_Record extracts_.

--- START ---

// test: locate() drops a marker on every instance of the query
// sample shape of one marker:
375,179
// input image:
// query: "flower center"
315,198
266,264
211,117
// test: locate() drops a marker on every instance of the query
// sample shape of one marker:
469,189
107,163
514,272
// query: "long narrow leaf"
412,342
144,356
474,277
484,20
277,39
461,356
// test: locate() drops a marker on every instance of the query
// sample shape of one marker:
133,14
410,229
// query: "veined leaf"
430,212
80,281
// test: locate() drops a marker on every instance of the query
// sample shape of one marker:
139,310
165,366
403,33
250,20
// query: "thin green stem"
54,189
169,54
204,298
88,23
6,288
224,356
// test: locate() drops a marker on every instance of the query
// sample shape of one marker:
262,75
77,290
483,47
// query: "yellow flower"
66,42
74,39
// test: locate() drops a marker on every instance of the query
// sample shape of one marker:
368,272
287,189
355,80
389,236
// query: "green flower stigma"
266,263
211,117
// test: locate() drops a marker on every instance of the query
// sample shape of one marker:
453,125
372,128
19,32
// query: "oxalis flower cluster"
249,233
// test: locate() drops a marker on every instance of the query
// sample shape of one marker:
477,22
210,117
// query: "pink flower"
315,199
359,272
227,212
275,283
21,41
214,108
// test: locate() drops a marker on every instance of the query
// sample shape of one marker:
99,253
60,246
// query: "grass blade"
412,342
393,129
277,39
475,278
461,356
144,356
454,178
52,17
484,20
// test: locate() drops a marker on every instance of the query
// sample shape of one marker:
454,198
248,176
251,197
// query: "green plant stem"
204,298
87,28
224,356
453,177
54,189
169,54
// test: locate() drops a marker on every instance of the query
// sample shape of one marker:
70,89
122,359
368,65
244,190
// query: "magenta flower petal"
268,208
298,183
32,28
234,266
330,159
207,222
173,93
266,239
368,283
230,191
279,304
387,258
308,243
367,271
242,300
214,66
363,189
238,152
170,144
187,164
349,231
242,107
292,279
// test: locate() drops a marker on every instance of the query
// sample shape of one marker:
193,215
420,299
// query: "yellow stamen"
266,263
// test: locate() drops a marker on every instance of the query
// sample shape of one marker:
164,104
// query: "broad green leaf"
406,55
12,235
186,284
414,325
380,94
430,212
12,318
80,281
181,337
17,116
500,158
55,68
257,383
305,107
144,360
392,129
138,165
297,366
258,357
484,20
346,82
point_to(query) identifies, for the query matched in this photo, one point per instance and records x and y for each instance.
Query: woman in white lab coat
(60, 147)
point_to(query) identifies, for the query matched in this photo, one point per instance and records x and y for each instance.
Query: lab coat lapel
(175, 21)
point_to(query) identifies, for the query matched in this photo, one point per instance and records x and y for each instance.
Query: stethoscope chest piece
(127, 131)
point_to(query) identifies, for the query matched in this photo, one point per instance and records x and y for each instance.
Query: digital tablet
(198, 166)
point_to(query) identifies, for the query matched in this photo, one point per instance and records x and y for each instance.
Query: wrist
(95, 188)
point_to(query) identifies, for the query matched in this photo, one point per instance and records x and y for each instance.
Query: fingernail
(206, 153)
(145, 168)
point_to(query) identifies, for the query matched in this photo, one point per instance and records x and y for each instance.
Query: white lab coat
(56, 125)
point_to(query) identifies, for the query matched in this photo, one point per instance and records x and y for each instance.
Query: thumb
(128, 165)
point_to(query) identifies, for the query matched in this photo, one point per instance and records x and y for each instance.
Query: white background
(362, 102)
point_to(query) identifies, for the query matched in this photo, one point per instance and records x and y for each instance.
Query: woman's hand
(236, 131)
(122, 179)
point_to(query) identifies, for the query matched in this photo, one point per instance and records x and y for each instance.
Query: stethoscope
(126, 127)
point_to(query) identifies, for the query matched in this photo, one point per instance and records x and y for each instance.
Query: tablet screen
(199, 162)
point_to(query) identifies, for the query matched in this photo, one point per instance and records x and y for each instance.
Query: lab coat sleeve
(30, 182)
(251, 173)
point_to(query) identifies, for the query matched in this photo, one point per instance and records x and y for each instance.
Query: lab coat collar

--- END ---

_The task_.
What you give back should be the full listing, copied exactly.

_Exercise solution_.
// test: locate() drops a marker on every instance of the query
// sample shape of one marker:
375,179
// input image:
// query: "flower center"
315,198
266,264
211,117
// test: locate() drops a marker on every instance of the query
// sample shape of one marker:
469,189
107,163
514,272
// query: "long narrow leaf"
412,342
144,356
474,277
484,20
277,39
461,356
// test: locate() drops a marker on every instance of the query
// sample shape of one marker:
133,14
410,229
// query: "veined leaf"
430,212
80,281
// test: locate() drops a marker on every instance of the query
// sample shape of one marker:
139,310
165,366
403,33
250,20
// query: "thin green stem"
54,189
169,54
204,298
88,23
6,288
224,356
// test: locate() drops a marker on every instance of the query
// sample shape of one marker:
262,75
77,290
483,47
// query: "yellow flower"
66,42
74,39
// test: locate() drops a marker on every instance of the query
// sample shape of one marker:
368,272
287,189
355,80
389,236
// query: "green flower stigma"
266,263
211,117
// test: locate() drops a marker on every instance of the query
// sample shape of one marker:
453,125
372,128
19,32
// query: "oxalis flower cluster"
249,233
// test: locate() drops a marker on every instance of the query
// sample shape of one marker:
477,22
210,117
// query: "pink flower"
315,199
359,272
227,212
275,283
21,41
214,108
// test: locate() drops a marker on every instance of the query
// sample shape of one marker:
99,253
60,246
// query: "grass blade"
412,342
393,129
277,39
475,278
461,356
144,356
454,178
52,17
484,20
// test: locate() drops a marker on every instance of the query
// sample shape of one marker:
454,198
248,176
251,197
// query: "green plant stem"
204,298
87,28
224,356
453,177
54,189
169,54
// test: locate() drops a marker on every instance of the query
// sample shape of one marker:
70,89
122,359
368,65
244,190
// query: "magenta flower petal"
268,208
298,183
32,28
234,266
330,159
207,222
173,93
266,239
368,283
230,191
279,304
387,258
308,243
367,271
242,300
214,66
363,189
238,152
170,144
187,164
349,231
242,107
292,279
// test: locate() drops a marker on every instance of the query
// sample shape of one marker:
193,215
420,299
// query: "yellow stamen"
266,263
// test: locate() drops a marker on every instance of the query
// sample shape of one marker:
164,104
// query: "broad green leaf"
406,55
12,235
186,284
414,325
380,94
430,212
12,318
80,281
181,337
17,116
500,158
55,68
257,383
305,107
144,360
392,129
138,165
297,366
258,357
484,20
346,82
point_to(query) identifies, for the query matched in this photo, one point per instance and records x and y for each instance.
Query: woman in white lab coat
(60, 147)
point_to(query) identifies, for the query matched in this photo, one point per instance and records x and y for each instance.
Query: lab coat lapel
(175, 21)
point_to(query) identifies, for the query matched in this photo, one point per instance and records x and y for each instance.
Query: stethoscope chest piece
(127, 131)
point_to(query) identifies, for the query matched in this photo, one point per instance and records x and y for each instance.
Query: digital tablet
(198, 166)
point_to(query) identifies, for the query matched in this photo, one point per instance and records x and y for each instance.
Query: wrist
(95, 188)
point_to(query) identifies, for the query matched in this photo, one point per instance and records x and y for each instance.
Query: fingernail
(206, 153)
(145, 168)
point_to(query) identifies, for the query matched in this photo, one point per instance and records x and y for each instance.
Query: white lab coat
(56, 125)
point_to(query) identifies, for the query matched in this photo, one point per instance and records x and y for each instance.
Query: thumb
(128, 165)
point_to(query) identifies, for the query matched in this photo, one point per instance and records x and y for each instance.
Query: white background
(362, 102)
point_to(query) identifies, for the query matched in this photo, one point per instance and records x and y for each instance.
Query: woman's hand
(236, 131)
(122, 179)
point_to(query) identifies, for the query matched in this photo, one point per instance and records x and y for each instance.
Query: stethoscope
(126, 127)
point_to(query) identifies, for the query matched in this photo, one point per instance and records x and y for each instance.
Query: tablet screen
(199, 162)
point_to(query) identifies, for the query matched in this photo, one point per instance and records x and y for each instance.
Query: lab coat sleeve
(30, 182)
(251, 173)
point_to(query) identifies, for the query matched in this photo, one point per instance and records x and y for each instance.
Query: lab coat collar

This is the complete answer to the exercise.